[START]

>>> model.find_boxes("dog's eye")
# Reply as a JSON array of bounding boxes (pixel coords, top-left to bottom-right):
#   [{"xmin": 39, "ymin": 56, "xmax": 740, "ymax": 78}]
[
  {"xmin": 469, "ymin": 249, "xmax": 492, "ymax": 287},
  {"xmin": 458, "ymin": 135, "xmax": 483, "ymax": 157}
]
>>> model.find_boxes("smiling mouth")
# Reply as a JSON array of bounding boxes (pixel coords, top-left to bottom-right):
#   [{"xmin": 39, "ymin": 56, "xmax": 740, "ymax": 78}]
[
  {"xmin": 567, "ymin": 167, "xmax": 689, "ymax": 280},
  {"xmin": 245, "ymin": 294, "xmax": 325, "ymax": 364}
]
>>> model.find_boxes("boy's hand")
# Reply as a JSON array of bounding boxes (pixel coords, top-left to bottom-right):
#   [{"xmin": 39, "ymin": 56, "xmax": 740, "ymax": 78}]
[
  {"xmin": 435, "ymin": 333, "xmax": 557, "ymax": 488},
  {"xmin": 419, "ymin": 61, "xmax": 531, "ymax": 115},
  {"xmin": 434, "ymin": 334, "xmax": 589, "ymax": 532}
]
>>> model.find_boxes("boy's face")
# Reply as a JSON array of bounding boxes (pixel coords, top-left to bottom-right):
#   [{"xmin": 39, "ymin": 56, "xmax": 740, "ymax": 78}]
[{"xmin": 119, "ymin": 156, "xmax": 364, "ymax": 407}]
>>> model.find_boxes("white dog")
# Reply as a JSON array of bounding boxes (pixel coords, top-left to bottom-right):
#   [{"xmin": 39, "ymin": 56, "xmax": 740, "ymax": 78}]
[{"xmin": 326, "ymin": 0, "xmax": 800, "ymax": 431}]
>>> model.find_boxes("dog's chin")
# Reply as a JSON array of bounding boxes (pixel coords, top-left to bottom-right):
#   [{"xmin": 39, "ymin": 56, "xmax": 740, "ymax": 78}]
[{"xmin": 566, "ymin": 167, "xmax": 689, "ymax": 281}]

[END]

Exercise
Extract every line above that contains the string "model", treating uppercase and lowercase letters as distinct.

The output
>>> model.find_boxes("dog's eye")
>>> model.find_boxes("smiling mouth")
>>> model.find_boxes("boy's hand")
>>> model.find_boxes("boy's face")
>>> model.find_boxes("white dog")
>>> model.find_boxes("dog's chin")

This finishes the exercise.